• EXERCISE GOAL:
Your task is to repeat all of the data exactly while excluding the pictures.

• RECORD SET:
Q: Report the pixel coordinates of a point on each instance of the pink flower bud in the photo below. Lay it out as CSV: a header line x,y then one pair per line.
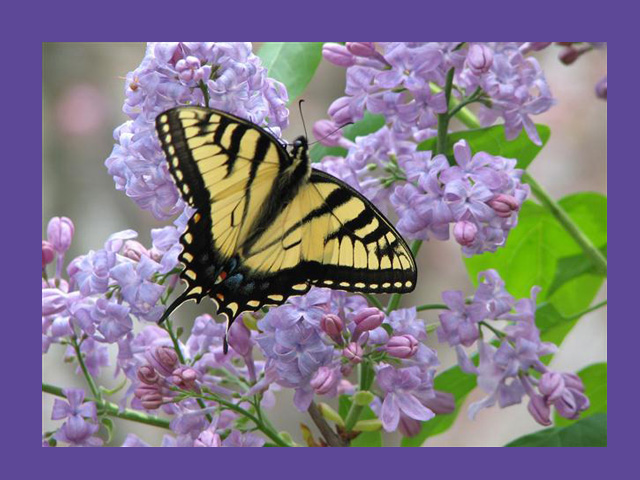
x,y
185,378
208,439
362,49
147,375
368,319
333,326
465,233
539,410
48,253
551,386
150,396
504,205
163,359
353,352
325,381
327,133
479,58
402,346
240,338
134,250
340,111
60,233
338,55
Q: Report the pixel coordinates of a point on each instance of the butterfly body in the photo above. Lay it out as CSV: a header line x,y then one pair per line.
x,y
267,225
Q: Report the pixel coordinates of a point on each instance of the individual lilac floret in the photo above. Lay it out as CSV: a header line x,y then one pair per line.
x,y
400,387
518,89
498,377
492,293
459,324
81,420
295,350
565,391
175,73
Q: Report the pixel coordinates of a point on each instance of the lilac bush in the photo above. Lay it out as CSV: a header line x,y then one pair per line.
x,y
375,363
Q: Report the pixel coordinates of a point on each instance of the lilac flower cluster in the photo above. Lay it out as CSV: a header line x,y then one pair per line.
x,y
313,342
103,289
480,195
506,364
227,76
395,79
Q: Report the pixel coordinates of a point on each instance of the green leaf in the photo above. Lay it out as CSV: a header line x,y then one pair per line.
x,y
588,432
454,381
364,439
369,124
532,256
594,378
571,267
292,63
492,140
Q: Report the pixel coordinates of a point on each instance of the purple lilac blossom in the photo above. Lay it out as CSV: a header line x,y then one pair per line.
x,y
400,387
480,194
172,74
81,420
504,369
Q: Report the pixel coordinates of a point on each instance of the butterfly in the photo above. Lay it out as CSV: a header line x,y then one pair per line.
x,y
267,225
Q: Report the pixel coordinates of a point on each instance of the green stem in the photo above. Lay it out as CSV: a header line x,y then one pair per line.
x,y
443,118
205,92
266,429
331,437
92,384
432,306
466,116
114,410
495,331
474,97
365,378
575,316
598,260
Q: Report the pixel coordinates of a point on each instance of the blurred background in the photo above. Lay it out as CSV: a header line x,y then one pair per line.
x,y
83,93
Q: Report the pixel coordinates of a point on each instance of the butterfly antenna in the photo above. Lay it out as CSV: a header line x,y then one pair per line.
x,y
331,133
302,117
177,302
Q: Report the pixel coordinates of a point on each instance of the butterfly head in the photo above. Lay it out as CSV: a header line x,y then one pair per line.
x,y
299,148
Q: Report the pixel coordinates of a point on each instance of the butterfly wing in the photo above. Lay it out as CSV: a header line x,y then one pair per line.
x,y
332,236
225,168
328,234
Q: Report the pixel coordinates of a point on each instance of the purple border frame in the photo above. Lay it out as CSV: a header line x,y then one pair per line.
x,y
23,76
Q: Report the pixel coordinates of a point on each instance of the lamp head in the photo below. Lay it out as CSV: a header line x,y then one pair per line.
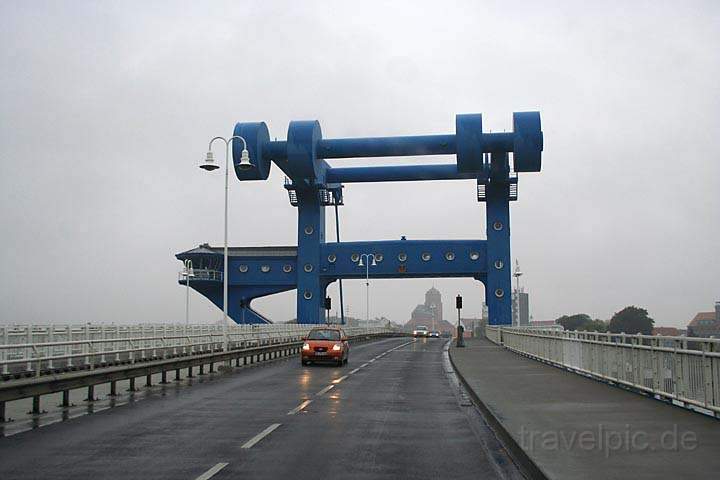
x,y
209,163
245,161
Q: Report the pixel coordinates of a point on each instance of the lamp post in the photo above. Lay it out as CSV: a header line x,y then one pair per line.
x,y
210,165
187,273
433,308
367,264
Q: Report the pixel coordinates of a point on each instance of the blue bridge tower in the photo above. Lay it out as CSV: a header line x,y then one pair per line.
x,y
312,184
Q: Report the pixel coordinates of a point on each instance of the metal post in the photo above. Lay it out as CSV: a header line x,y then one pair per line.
x,y
188,269
460,329
225,262
337,234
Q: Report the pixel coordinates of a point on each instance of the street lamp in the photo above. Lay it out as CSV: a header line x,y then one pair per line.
x,y
187,273
210,165
367,265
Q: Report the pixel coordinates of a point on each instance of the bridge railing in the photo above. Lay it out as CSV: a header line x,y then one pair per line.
x,y
36,350
681,369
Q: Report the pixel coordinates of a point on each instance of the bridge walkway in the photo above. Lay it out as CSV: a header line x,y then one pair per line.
x,y
574,427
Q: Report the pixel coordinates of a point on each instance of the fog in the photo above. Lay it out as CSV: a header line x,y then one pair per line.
x,y
106,110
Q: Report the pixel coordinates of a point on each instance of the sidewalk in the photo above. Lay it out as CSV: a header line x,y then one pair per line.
x,y
572,427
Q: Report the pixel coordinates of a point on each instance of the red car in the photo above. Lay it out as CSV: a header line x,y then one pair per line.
x,y
325,344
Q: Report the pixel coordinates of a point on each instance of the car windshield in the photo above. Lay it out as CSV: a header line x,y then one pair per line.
x,y
327,334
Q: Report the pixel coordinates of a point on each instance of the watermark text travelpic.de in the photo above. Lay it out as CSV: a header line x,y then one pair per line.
x,y
609,440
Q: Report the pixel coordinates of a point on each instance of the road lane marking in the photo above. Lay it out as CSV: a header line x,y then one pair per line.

• EXERCISE RESPONSE:
Q: Report the pixel coordinates of a point on each instance of the pink flower bud in the photo below. Lay it out as CSV: a header line x,y then one pair per line.
x,y
185,378
208,439
362,49
147,375
368,319
333,326
465,233
539,410
48,253
551,386
150,396
504,205
163,359
353,352
325,381
327,133
479,58
402,346
240,338
134,250
340,111
60,233
338,55
Q: Report the pixel coordinates of a point on each instance of the butterfly body in the photo above. Lay it out as CSV: a header line x,y then one pair per line.
x,y
267,225
Q: Report the pixel coordinates of a point on each instance of the individual lilac floret in the photo above. Lay it out as CSV: a header line x,y then one pair per line.
x,y
400,387
518,89
498,377
492,293
459,324
81,420
295,350
565,391
175,73
Q: Report the pixel coordinates of a point on each instance of the lilac bush in the photo above. Lay it out as CSV: a header line x,y then one pair per line.
x,y
375,363
Q: Report the pixel coordinates of a point on each instance of the lilac flower cluster in the photo above. Lay it out as CSV: a header line x,y then one pair per line.
x,y
313,342
103,289
480,195
506,364
227,76
395,79
Q: Report the pixel coordinates of a point on each instance of the green leaf in the photo above. Lay it out as CSV: a header line x,y then one pair per line.
x,y
588,432
454,381
364,439
369,124
532,256
594,378
571,267
292,63
492,140
Q: Report the pixel coordinates of a point on each instance of the purple lilac blossom in the photo above. Lay it out as CSV: a header line x,y then one pair per line.
x,y
400,387
480,194
172,74
81,420
504,369
Q: Report the pixel coordinates of a point on each instance of the butterfly in the photo above. Lay it out as CSV: a header line x,y then one pair per line.
x,y
267,225
Q: Report the pixel coordinates of a point on each instance of the green stem in the photo above. Lay it out as CSV: a header line x,y then one pair per line.
x,y
443,118
205,92
266,429
331,437
92,384
432,306
466,116
114,410
495,331
474,97
365,378
575,316
598,260
Q: Report the pixel coordinates of a point on each instance of the blurred background in the photo above. Lay it out as CSV: a header line x,y then one pair per line.
x,y
83,93
Q: Report the pixel coordinates of a point on each instance of the butterfly antenna in the photo above. Lay it out as CSV: a header line x,y then one pair per line.
x,y
331,133
302,117
177,302
Q: Report the pixel coordinates of a point on each instance of the butterfly head in the photo above. Lay it out as CSV: a header line x,y then one pair per line.
x,y
299,148
Q: Report the pixel coordinates of a point on each instance of the butterfly wing in the photo above. Lay it out as CSV: a header line x,y then one pair per line.
x,y
332,236
225,168
328,234
Q: Report the pixel coordinates of a point on each instance of the purple border frame in the photo above. Lay it out as CSV: a header line x,y then one pair per line.
x,y
23,76
Q: Report the pixel coordinates of a point on each instance of the lamp head in the photo below. Lay it out as CSV: a header line x,y then one pair per line.
x,y
209,163
245,161
Q: Report the pixel coordinates of a point on each instance of the lamp post in the photo above. Lay it out as CSV: a header line x,y then one pair per line.
x,y
210,165
187,273
433,308
367,264
Q: Report the pixel coordinates of a point on each instance of the blue bridge tower in the photo above. Lay it out as CSV: a header line x,y then one pair per line.
x,y
312,184
Q: Report the pixel coordinates of a point on each instance of the metal post in the photo above. Lay it out as CSV: a header line x,y then one pair per line.
x,y
188,269
460,329
225,262
337,234
Q: Report the pixel coordinates of a point on each instance of the street lamp in the photo above. Lay it out as CSV: a header line x,y then one pair per line.
x,y
187,273
210,165
367,265
Q: Report the pixel coordinates of a point on each instance of the bridge railing in the photo above. Lay it out as CSV: a header line x,y then one pair per line.
x,y
36,350
681,369
Q: Report the pixel coordinates of a point on each instance of the bridge walkway in the photo above. Lay it out as CSV: a header line x,y then one pair per line.
x,y
574,427
Q: Report the pixel coordinates of a point on each instance of the fog in the photo above. Lay it out as CSV: a header line x,y then one pair per line.
x,y
106,110
Q: Report the pixel coordinates of a point on each instance of the sidewalk in the photo above. Lay it out as CSV: a header line x,y then one pair per line.
x,y
572,427
Q: Report the pixel coordinates of a point on each instance of the red car in the photo above. Lay it out as CSV: a header line x,y then one pair per line.
x,y
325,344
Q: Report the pixel coordinates of a point on each instance of the car windshield in the photo above. Lay it out as CSV: a header line x,y then one pair per line.
x,y
327,334
Q: Report the pixel coordinates of a point on each instance of the watermark text travelpic.de in the photo above. Lay it out as CSV: a header line x,y then one pair per line.
x,y
609,440
Q: Report the pixel coordinates of a point on each instance of the road lane marking in the photo above. Lay it out as CSV: a header line x,y then one pair per line.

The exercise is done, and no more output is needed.